=== Try it ===
Carry on the news report about Sri Lanka paying off its Iranian oil debt with tea, picking up right after its last sentence.

---- Source passage

Dec 23 (Business Insider) – Sri Lanka will send tea to Iran to clear its debt for past oil imports, with the south Asian country turning to the commodity as a payment method in the face of shrinking foreign reserves and sanctions on Iran, according to news reports Wednesday.
Representatives from the two countries on Tuesday signed a memorandum of understanding that stipulates Sri Lanka will settle $251 million in oil import dues to Iran by bartering tea, the Tehran Times reported, citing Iran’s Trade Promotion Organization.
Sri Lanka plans to send $5 million worth of tea to Iran each month until the debt is settled, said Ramesh Pathirana, head of Sri Lanka’s plantation ministry, according to a BBC News report.
State-run Ceylon Petroleum Corp. has a $250.9 million debt to the National Iranian Oil Co. Sri Lanka wasn’t able to settle the debt through other means as US sanctions prohibit dealings with Iranian banks, but the country said the new arrangement will not violate US or UN sanctions,
Tea “has been categorized as a food item under humanitarian grounds while none of the black-listed Iranian Banks will be involved in the equation,” said Pathirana, according to the news site EconomyNext.

--------
---- Raw data

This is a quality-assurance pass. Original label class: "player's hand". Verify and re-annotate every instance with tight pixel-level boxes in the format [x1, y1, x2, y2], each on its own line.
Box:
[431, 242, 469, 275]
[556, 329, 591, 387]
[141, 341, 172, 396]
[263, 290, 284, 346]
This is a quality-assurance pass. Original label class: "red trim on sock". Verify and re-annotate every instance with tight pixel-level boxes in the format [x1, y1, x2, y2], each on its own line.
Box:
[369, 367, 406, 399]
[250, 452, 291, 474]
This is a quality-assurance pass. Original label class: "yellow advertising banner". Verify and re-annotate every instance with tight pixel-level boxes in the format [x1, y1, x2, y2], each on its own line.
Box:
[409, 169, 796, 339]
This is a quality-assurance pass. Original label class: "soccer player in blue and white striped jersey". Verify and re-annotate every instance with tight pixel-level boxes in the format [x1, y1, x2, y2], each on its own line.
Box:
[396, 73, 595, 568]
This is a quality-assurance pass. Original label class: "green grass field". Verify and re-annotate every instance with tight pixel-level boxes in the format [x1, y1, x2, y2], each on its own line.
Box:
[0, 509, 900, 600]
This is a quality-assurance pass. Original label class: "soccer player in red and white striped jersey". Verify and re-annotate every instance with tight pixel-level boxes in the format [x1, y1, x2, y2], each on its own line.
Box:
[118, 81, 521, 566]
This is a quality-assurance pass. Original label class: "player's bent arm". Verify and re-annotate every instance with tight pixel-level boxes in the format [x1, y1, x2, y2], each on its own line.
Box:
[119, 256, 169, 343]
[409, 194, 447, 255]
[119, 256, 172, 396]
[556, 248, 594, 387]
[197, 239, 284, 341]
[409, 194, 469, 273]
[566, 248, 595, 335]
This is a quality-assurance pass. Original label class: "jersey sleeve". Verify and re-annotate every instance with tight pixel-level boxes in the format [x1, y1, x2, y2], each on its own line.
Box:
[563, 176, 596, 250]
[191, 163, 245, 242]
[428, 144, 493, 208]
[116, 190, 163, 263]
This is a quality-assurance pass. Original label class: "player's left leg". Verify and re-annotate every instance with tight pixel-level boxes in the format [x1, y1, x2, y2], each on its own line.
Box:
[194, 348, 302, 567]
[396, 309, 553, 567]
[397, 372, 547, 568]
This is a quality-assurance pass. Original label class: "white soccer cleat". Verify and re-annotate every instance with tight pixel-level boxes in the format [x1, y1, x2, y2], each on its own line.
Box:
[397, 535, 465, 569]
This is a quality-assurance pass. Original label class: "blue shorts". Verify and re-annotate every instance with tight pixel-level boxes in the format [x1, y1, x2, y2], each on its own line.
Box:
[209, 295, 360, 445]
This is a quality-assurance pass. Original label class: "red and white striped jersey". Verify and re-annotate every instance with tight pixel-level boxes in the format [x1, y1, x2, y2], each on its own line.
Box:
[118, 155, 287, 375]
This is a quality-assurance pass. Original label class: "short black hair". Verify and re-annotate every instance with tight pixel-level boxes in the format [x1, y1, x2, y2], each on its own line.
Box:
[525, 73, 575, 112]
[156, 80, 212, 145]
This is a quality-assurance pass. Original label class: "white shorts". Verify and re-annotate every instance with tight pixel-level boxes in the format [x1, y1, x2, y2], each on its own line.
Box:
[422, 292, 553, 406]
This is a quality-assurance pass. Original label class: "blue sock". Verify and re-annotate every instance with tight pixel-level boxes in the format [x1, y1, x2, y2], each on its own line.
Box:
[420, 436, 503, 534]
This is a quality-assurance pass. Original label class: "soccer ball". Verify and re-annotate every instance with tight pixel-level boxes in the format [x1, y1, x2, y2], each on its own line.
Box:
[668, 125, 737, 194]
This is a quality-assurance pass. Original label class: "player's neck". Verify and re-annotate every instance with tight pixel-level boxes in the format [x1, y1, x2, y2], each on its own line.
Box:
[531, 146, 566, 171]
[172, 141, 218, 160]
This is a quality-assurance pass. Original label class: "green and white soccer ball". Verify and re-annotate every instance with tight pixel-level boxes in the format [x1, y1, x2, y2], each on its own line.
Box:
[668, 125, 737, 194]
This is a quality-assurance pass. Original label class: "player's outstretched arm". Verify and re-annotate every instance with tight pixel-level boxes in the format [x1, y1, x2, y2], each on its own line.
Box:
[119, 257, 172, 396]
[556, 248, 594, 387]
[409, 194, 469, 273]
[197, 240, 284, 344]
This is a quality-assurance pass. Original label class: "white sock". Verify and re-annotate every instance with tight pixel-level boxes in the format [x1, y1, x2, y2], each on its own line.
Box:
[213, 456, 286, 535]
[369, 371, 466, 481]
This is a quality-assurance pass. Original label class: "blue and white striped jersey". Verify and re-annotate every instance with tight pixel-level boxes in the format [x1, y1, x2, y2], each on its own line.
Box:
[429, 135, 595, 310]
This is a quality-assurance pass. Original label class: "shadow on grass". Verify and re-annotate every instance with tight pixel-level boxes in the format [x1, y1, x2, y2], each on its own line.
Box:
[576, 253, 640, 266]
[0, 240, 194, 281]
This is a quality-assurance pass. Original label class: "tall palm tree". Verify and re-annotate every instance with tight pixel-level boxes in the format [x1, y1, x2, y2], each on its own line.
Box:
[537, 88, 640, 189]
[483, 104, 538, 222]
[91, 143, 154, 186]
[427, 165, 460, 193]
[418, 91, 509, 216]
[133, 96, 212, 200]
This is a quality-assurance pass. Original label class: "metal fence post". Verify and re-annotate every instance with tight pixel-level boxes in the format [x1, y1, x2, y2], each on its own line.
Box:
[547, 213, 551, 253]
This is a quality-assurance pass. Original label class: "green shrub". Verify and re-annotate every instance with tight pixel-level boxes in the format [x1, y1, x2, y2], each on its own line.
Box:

--------

=== Answer section ===
The barter agreement also comes as Sri Lanka is undergoing severe financial stress. It’s facing a fall in foreign-exchange reserves against high external debt payments and limited financing inflows, Fitch Ratings said last week in downgrading Sri Lanka’s sovereign rating to CC from CCC. The downgrade reflects Fitch’s view that Sri Lanka, which is among the world’s top tea producers, has an increased probability of a default event in the coming months.
The country’s foreign exchange reserves have dropped by roughly $2 billion since August, to $1.6 billion at end of November, or the equivalent to less than one month of current external payments, said Fitch. The ratings group said Sri Lanka faces foreign-currency debt service payments of $6.9 billion in 2022.
The country’s external finances are also challenged in part by a slide in remittances and the blow dealt by the coronavirus pandemic to the economy, as tourism is a key driver, said Fitch.